## Texte d'étude
· · · · · · ·

Depuis plusieurs années, les cas d’appropriation culturelle et d’identité autochtone semblent se multiplier au Canada et aux Etats-Unis. Un phénomène qui n’est pas sans conséquences et qui touche également les Inuit.
Le 27 octobre dernier, la télévision canadienne CBC News révélait dans son émission The Fifth Estate que la chanteuse Buffy Sainte-Marie aurait menti sur ses origines. Véritable icône en Amérique du Nord, notamment au Canada où elle disait être née, l’artiste a remporté nombre de prix prestigieux, vendu des millions d’albums et effectué des tournées mondiales au cours d’une carrière s’étendant sur plus de 60 ans. Revendiquant des origines autochtones (d’abord algonquines et mi’kmaq, puis cries), elle est devenue l’un des visages les plus connus de la cause des peuples autochtones à travers son engagement militant.

· · · · · · ·

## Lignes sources
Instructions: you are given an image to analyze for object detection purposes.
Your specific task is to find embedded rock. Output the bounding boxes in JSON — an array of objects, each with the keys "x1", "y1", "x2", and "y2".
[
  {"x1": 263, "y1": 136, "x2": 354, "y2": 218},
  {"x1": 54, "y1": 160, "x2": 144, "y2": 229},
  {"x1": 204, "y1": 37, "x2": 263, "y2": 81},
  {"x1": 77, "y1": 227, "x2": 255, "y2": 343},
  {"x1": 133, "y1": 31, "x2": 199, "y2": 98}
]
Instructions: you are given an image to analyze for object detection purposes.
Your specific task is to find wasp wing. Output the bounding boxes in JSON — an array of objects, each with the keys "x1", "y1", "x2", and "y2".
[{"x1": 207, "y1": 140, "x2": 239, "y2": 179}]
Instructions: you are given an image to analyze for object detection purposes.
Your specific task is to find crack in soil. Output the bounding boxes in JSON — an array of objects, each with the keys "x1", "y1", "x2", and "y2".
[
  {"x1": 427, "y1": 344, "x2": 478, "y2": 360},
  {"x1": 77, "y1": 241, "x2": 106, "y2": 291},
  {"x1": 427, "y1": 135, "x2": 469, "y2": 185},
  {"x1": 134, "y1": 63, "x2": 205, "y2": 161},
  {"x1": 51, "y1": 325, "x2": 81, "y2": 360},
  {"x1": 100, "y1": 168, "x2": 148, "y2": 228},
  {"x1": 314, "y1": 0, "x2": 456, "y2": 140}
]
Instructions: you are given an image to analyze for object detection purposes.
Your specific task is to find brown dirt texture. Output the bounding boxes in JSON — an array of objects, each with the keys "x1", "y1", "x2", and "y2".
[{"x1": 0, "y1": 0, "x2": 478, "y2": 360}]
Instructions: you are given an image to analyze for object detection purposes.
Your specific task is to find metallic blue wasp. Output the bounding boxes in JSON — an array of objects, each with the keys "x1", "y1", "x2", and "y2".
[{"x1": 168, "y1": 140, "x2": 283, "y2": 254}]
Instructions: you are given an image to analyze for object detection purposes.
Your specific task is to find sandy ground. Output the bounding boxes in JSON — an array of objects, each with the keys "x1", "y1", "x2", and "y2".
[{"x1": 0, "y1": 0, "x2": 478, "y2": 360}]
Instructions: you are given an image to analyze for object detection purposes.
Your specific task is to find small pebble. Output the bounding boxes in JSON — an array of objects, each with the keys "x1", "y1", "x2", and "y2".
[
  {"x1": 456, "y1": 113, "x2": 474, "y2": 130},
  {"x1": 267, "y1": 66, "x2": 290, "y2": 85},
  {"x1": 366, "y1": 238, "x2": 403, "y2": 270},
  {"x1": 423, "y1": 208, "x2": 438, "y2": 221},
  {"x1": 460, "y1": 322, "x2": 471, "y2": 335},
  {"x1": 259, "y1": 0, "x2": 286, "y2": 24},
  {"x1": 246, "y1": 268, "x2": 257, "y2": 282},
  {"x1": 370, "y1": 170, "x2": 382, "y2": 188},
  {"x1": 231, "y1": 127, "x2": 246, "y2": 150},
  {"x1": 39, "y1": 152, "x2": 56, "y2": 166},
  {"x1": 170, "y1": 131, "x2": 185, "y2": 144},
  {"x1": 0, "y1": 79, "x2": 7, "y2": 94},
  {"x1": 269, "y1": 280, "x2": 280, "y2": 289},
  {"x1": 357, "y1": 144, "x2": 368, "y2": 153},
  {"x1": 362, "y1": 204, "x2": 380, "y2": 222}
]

· · · · · · ·

## Questions à traiter
**1.** D'après le texte d'étude, dans quelle émission de CBC News a-t-on appris que Buffy Sainte-Marie aurait menti sur ses origines ?
**2.** Dans le texte d'étude, transformez en liste courte le paragraphe qui commence par « Le 27 octobre dernier », sans perdre ses faits principaux.
**3.** Reprenez le texte sur l'appropriation culturelle et l'identité autochtone après sa dernière phrase, et poursuivez-le.

## Résultats attendus
**1.** Dans l'émission The Fifth Estate.

**2.**
- Le 27 octobre dernier, l'émission The Fifth Estate de CBC News a révélé que Buffy Sainte-Marie aurait menti sur ses origines.
- C'est une icône en Amérique du Nord, surtout au Canada, où elle disait être née.
- Sa carrière s'étend sur plus de 60 ans. Elle a gagné de nombreux prix prestigieux, vendu des millions d'albums et fait des tournées dans le monde entier.
- Elle revendiquait des origines autochtones, d'abord algonquines et mi'kmaq, puis cries.
- Par son engagement militant, elle est devenue l'un des visages les plus connus de la cause des peuples autochtones.

**3.**
Aussi, lorsque CBC a dévoilé un acte de naissance attestant que les parents biologiques de l’artiste étaient des Américains d’origine italienne et anglaise et qu’il n’y avait pas une goutte de sang autochtone dans la famille, le scandale a été à la mesure de la déception et de la consternation face à ce qui semble être un cas typique d’appropriation culturelle.
Ce n’est pas la première fois qu’une personnalité du monde du spectacle ou de l’art, mais aussi du monde académique, se fait épingler sur ses prétendues origines autochtones. Le phénomène a même généré le terme de « pretendian », contraction des mots anglais to pretend (prétendre) et Indian (Indien), pour désigner ces personnes généralement blanches qui se font passer pour Autochtones ou prétendent avoir des origines Amérindiennes, Métis ou Inuit. Un phénomène mal connu sous nos latitudes mais dont les proportions et les répercussions sont importantes, notamment pour les communautés autochtones dans leur ensemble, y compris pour les Inuit qui ont aussi eu leur lot d’imposteurs.
Si la situation peut sembler paradoxale – quel avantage une personne non autochtone pourrait bien tirer en endossant une identité qui fait l’objet de discriminations ? -, les bénéfices sont bien réels qu’ils soient sous forme de distinction, de reconnaissance, d’argent, de récompenses, de prestige, de subventions ou d’opportunités.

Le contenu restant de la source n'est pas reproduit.